[Data excerpts]
+ + + +

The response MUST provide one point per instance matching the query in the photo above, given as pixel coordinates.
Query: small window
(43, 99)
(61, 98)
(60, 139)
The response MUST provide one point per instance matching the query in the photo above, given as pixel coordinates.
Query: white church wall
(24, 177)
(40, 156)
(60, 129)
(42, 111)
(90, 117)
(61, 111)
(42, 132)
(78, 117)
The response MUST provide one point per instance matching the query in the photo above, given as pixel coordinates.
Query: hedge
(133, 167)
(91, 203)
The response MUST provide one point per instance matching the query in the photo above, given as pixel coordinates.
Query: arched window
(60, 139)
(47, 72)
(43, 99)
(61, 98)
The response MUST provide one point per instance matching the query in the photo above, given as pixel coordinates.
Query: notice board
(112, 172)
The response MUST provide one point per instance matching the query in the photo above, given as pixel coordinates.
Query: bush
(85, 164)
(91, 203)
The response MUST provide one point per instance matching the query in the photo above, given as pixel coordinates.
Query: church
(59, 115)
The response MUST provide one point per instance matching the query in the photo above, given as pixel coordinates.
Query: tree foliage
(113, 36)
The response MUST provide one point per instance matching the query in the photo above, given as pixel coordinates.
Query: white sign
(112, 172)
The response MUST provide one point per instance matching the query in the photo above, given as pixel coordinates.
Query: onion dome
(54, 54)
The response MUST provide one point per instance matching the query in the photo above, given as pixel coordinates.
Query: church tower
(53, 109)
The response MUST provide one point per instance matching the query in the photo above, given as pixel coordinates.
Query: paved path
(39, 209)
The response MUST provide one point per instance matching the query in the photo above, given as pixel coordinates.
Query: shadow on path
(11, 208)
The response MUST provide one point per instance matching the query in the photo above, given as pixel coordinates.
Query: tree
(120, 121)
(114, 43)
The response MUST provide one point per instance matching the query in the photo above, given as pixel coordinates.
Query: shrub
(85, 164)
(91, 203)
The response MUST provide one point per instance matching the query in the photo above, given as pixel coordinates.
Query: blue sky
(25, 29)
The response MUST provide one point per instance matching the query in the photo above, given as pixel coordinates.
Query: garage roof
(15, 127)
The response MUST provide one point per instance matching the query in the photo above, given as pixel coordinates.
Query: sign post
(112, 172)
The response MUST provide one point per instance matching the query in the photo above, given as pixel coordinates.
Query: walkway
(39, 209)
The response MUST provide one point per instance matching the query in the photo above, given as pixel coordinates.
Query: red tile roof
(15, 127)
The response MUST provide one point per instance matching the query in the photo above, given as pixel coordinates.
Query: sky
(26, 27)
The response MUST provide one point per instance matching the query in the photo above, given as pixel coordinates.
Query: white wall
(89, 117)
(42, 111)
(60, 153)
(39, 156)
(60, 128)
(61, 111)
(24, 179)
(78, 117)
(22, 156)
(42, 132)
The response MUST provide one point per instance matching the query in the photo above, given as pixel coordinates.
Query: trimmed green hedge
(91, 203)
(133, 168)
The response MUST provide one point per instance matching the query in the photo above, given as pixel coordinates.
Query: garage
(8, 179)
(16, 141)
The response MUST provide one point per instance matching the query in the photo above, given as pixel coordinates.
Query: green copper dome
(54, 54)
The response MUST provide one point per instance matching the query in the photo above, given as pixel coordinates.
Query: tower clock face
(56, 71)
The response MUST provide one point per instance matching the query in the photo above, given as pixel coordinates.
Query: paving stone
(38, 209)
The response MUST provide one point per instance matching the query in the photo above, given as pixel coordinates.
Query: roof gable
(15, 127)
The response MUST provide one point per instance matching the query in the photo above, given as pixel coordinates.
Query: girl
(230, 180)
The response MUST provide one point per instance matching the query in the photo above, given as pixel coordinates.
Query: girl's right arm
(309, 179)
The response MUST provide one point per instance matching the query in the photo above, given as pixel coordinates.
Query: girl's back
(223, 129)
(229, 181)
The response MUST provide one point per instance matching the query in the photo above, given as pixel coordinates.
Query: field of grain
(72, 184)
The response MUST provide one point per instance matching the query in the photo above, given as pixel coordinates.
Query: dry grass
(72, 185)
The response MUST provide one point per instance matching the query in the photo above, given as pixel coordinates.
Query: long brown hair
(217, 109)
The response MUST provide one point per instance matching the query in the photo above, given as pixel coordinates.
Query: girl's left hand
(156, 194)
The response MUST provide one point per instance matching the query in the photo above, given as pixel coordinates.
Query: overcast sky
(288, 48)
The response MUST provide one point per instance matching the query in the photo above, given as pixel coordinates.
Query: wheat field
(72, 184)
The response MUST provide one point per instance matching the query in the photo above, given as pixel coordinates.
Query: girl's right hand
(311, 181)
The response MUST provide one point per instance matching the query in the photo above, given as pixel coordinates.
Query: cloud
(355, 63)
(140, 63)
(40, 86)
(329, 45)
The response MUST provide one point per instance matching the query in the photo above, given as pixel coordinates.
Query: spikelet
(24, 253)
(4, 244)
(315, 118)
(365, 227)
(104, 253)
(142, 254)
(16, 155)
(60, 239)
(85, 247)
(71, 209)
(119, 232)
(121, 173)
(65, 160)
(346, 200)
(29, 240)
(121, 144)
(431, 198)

+ + + +

■ What is being asked ■
For this exercise, retype each entry from above exactly as it stands.

■ Written answer ■
The response MUST provide one point per instance matching the query in the photo above, given as pixel coordinates.
Query: small window
(43, 99)
(61, 98)
(60, 139)
The response MUST provide one point per instance matching the query in the photo above, given as pixel coordinates.
Query: white church wall
(24, 177)
(40, 156)
(60, 129)
(42, 111)
(90, 117)
(61, 111)
(42, 132)
(78, 117)
The response MUST provide one point per instance matching the query in the photo above, given as pixel coordinates.
Query: hedge
(133, 167)
(91, 203)
The response MUST provide one point per instance matching the query in the photo above, given as pixel coordinates.
Query: arched window
(60, 139)
(47, 72)
(43, 99)
(61, 98)
The response MUST provide one point per instance matching the query in the photo above, given as pixel coordinates.
Query: notice board
(112, 172)
The response MUST provide one point per instance matching the query in the photo above, given as pixel coordinates.
Query: bush
(85, 164)
(91, 203)
The response MUST provide one point per instance matching the query in the photo above, given as pixel coordinates.
Query: church
(59, 115)
The response MUST provide one point per instance matching the query in the photo above, given as pixel coordinates.
Query: tree foliage
(113, 36)
The response MUST provide one point per instance matching the query in the photo above, given as pixel coordinates.
Query: white sign
(112, 172)
The response MUST provide one point per instance matching the query in the photo above, given as pixel coordinates.
Query: onion dome
(54, 54)
The response MUST provide one point per instance matching the query in the photo above, given as pixel coordinates.
Query: church tower
(53, 109)
The response MUST provide one point per instance matching the query in the photo above, given as pixel coordinates.
Query: paved path
(39, 209)
The response MUST provide one point per instance matching the query in the photo above, given as pixel coordinates.
Query: shadow on path
(11, 208)
The response MUST provide one point per instance matching the query in the photo above, given as pixel coordinates.
Query: tree
(120, 121)
(114, 43)
The response MUST provide one point per instance matching the query in the photo above, given as pixel coordinates.
Query: shrub
(85, 164)
(91, 203)
The response MUST provide one point per instance matching the query in the photo above, given as pixel coordinates.
Query: blue sky
(25, 29)
The response MUST provide one point per instance matching the query in the photo above, given as pixel coordinates.
Query: garage roof
(15, 127)
The response MUST provide one point per instance matching the query in the photo above, given as pixel coordinates.
Query: sign post
(112, 172)
The response MUST provide one point per instance matching the query in the photo above, given as pixel coordinates.
Query: walkway
(39, 209)
The response MUST provide one point per instance matching the query in the photo above, given as pixel coordinates.
Query: red tile roof
(15, 127)
The response MUST provide one point per instance matching the query in the photo above, given as pixel coordinates.
Query: sky
(26, 27)
The response MUST provide one point per instance matching the query in the photo above, given as pixel coordinates.
Query: white wall
(89, 117)
(42, 111)
(60, 153)
(39, 156)
(60, 128)
(61, 111)
(24, 179)
(78, 117)
(22, 156)
(42, 132)
The response MUST provide one point per instance matching the query in the photo above, given as pixel coordinates.
Query: trimmed green hedge
(91, 203)
(133, 168)
The response MUST provide one point per instance matching the query in the photo above, given as pixel coordinates.
Query: garage
(8, 179)
(16, 141)
The response MUST provide one point per instance matching the query in the photo above, given as pixel coordinates.
Query: green copper dome
(54, 54)
The response MUST provide one point per instance matching the query in the photo above, given as pixel coordinates.
Query: tower clock face
(56, 71)
The response MUST provide one point per instance matching the query in the photo above, given as pixel coordinates.
Query: paving stone
(38, 209)
The response MUST provide one point per instance matching the query in the photo above, given as pixel coordinates.
Query: roof gable
(15, 127)
The response MUST provide one point per instance matching the query in the photo above, given as pixel coordinates.
Query: girl
(230, 180)
The response MUST provide one point per instance matching the query in the photo above, given as pixel coordinates.
Query: girl's right arm
(309, 179)
The response MUST provide one point per instance matching the query in the photo above, given as pixel coordinates.
Query: girl's back
(223, 129)
(229, 181)
The response MUST provide one point per instance matching the query in the photo above, given as pixel coordinates.
Query: field of grain
(72, 184)
The response MUST provide one point per instance matching the query in the photo above, given as pixel coordinates.
Query: dry grass
(72, 185)
The response MUST provide one point per instance matching the query in the photo above, given as pixel coordinates.
Query: long brown hair
(217, 109)
The response MUST provide one point per instance matching the query in the photo above, given as pixel coordinates.
Query: girl's left hand
(156, 194)
The response MUST provide one point per instance matching the query in the photo above, given as pixel coordinates.
Query: overcast sky
(288, 48)
The response MUST provide one point per instance matching the query in the photo above, given as pixel coordinates.
Query: wheat field
(72, 184)
The response MUST provide one point per instance matching the query in the photo above, given as pixel coordinates.
Query: girl's right hand
(311, 181)
The response MUST provide one point per instance matching the query in the photo above, given as pixel coordinates.
Query: cloud
(355, 63)
(140, 63)
(40, 86)
(329, 45)
The response MUST provide one point per instance matching the query in the photo above, given as pixel coordinates.
Query: spikelet
(24, 253)
(4, 244)
(315, 118)
(365, 227)
(104, 253)
(142, 254)
(16, 155)
(60, 239)
(85, 247)
(71, 209)
(119, 232)
(121, 173)
(65, 160)
(346, 200)
(29, 240)
(121, 144)
(431, 198)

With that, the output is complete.